Required actions =>
A. Duplicate everything in the Booth admissions passage from "Booth's acceptance rate" down to "after Chicago Booth?".
B. Carry on the Chicago Booth admissions passage, picking up right after its final line.

Supplied passage =>

Booth's acceptance rate is approximately 21% for the class of 2026. The school receives around 4,500 applications for roughly 600 spots per class.
What GMAT score do I need for Booth?
The average GMAT at Booth is 730, with the middle 80% ranging from 710 to 760. Booth values quantitative aptitude, so a strong quant score is particularly important. The school fully accepts the GRE and executive assessment for some programs.
Is Booth only good for finance?
No. While Booth has one of the strongest finance programs in the world, consulting is actually its largest career outcome (30% of graduates). Tech placement has grown significantly, and the school's analytics and economics offerings attract students interested in data-driven roles across industries. Booth's flexibility means you can tailor the program to almost any career goal.
What is the average salary after Chicago Booth?

Saved data entries
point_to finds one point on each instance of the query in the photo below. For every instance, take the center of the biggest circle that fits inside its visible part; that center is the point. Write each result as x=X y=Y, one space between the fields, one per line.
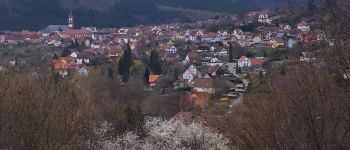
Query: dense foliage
x=36 y=14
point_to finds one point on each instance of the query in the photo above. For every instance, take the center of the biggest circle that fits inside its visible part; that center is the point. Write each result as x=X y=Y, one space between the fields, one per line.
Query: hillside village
x=207 y=65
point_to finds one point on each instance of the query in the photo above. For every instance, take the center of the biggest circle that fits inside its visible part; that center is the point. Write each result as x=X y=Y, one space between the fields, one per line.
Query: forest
x=37 y=14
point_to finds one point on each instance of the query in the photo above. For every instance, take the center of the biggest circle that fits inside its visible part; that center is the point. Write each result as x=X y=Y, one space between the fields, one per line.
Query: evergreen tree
x=124 y=64
x=146 y=76
x=230 y=53
x=110 y=73
x=154 y=64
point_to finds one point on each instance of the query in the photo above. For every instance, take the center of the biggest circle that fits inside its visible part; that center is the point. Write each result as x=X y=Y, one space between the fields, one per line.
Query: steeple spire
x=70 y=19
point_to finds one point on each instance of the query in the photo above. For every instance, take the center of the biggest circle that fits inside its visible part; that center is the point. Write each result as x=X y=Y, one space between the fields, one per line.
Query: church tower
x=71 y=20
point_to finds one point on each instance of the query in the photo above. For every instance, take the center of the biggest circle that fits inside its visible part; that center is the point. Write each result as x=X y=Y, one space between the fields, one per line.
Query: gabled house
x=190 y=74
x=204 y=85
x=307 y=57
x=83 y=71
x=172 y=49
x=249 y=62
x=244 y=62
x=115 y=51
x=78 y=34
x=303 y=26
x=192 y=57
x=153 y=80
x=264 y=18
x=276 y=43
x=308 y=38
x=83 y=59
x=216 y=71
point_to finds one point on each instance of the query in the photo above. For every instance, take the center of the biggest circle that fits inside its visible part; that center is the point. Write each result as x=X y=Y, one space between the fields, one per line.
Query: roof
x=77 y=31
x=213 y=69
x=153 y=78
x=204 y=83
x=185 y=117
x=63 y=63
x=255 y=61
x=280 y=35
x=242 y=58
x=54 y=28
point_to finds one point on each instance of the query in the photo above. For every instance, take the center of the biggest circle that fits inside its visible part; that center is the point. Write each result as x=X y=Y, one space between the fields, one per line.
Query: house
x=192 y=57
x=83 y=71
x=276 y=43
x=63 y=64
x=172 y=49
x=83 y=59
x=264 y=18
x=303 y=26
x=171 y=57
x=153 y=80
x=307 y=57
x=287 y=27
x=216 y=71
x=190 y=73
x=188 y=77
x=307 y=38
x=123 y=31
x=292 y=42
x=204 y=85
x=53 y=29
x=95 y=45
x=78 y=33
x=222 y=52
x=2 y=38
x=256 y=62
x=244 y=62
x=115 y=51
x=249 y=62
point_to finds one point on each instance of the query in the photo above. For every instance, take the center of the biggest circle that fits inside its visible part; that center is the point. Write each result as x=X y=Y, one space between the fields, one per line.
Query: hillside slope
x=36 y=14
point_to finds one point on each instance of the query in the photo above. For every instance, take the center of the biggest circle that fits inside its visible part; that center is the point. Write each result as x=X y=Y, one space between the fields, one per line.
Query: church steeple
x=70 y=20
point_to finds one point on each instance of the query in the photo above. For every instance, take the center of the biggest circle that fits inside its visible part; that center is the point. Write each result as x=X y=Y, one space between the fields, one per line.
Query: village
x=211 y=66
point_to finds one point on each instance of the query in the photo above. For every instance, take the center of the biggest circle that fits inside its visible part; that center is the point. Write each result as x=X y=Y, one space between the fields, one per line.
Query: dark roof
x=204 y=83
x=54 y=28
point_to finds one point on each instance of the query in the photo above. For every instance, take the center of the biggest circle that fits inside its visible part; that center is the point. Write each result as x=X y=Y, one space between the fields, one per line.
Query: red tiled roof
x=204 y=83
x=153 y=78
x=255 y=61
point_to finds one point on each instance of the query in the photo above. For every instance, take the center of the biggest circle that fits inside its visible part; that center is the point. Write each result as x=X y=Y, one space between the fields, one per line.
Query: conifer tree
x=155 y=65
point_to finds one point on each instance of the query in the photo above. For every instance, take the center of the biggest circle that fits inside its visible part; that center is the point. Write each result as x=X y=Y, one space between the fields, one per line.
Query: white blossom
x=163 y=135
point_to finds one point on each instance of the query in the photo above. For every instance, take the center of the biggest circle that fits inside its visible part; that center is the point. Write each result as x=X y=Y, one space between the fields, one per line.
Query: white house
x=204 y=85
x=173 y=49
x=303 y=26
x=190 y=74
x=95 y=45
x=74 y=54
x=82 y=59
x=83 y=71
x=244 y=62
x=193 y=70
x=223 y=52
x=214 y=60
x=287 y=27
x=264 y=18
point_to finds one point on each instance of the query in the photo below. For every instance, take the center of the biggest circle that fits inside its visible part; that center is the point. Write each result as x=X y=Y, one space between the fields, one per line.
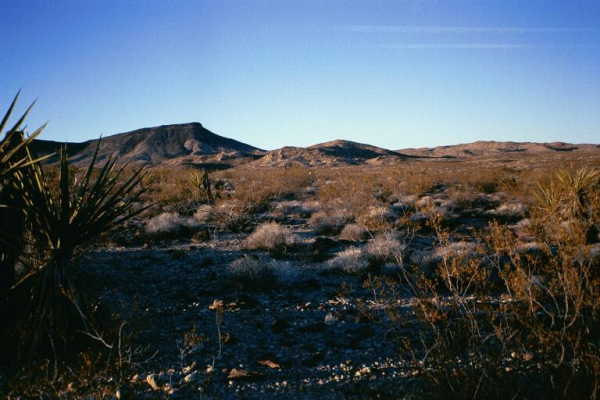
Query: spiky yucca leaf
x=11 y=148
x=84 y=206
x=65 y=216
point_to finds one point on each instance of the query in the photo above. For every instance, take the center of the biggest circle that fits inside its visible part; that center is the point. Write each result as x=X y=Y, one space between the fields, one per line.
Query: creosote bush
x=271 y=236
x=540 y=340
x=256 y=273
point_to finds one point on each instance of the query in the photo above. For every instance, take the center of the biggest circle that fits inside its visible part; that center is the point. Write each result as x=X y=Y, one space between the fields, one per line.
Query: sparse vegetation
x=439 y=279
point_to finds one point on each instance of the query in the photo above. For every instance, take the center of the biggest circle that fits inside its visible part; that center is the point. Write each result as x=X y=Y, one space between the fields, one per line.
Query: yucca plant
x=13 y=157
x=65 y=219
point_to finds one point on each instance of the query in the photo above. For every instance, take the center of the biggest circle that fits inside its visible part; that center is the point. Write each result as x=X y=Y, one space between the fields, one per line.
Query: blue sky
x=397 y=73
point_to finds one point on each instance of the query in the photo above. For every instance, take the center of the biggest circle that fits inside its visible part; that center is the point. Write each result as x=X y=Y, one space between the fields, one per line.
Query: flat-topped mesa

Results for each task =>
A.
Booth's acceptance rate is approximately 21% for the class of 2026. The school receives around 4,500 applications for roughly 600 spots per class.
What GMAT score do I need for Booth?
The average GMAT at Booth is 730, with the middle 80% ranging from 710 to 760. Booth values quantitative aptitude, so a strong quant score is particularly important. The school fully accepts the GRE and executive assessment for some programs.
Is Booth only good for finance?
No. While Booth has one of the strongest finance programs in the world, consulting is actually its largest career outcome (30% of graduates). Tech placement has grown significantly, and the school's analytics and economics offerings attract students interested in data-driven roles across industries. Booth's flexibility means you can tailor the program to almost any career goal.
What is the average salary after Chicago Booth?

B.
Booth graduates earn a median base salary of $180,000 with signing bonuses averaging $25,000-30,000. When adjusted for Chicago's lower cost of living, Booth graduates' real purchasing power is comparable to or exceeds that of peers at higher-nominal-salary programs in New York or San Francisco.
How does Booth compare to Kellogg?
Booth and Kellogg are both top-5 programs in Chicago, but they feel very different. Booth is more analytically rigorous, flexible in curriculum, and finance-oriented. Kellogg is more collaborative, marketing-strong, and structured. Booth attracts independent thinkers; Kellogg attracts team builders. The choice often comes down to learning style and career goals: Booth for finance/analytics, Kellogg for marketing/consulting.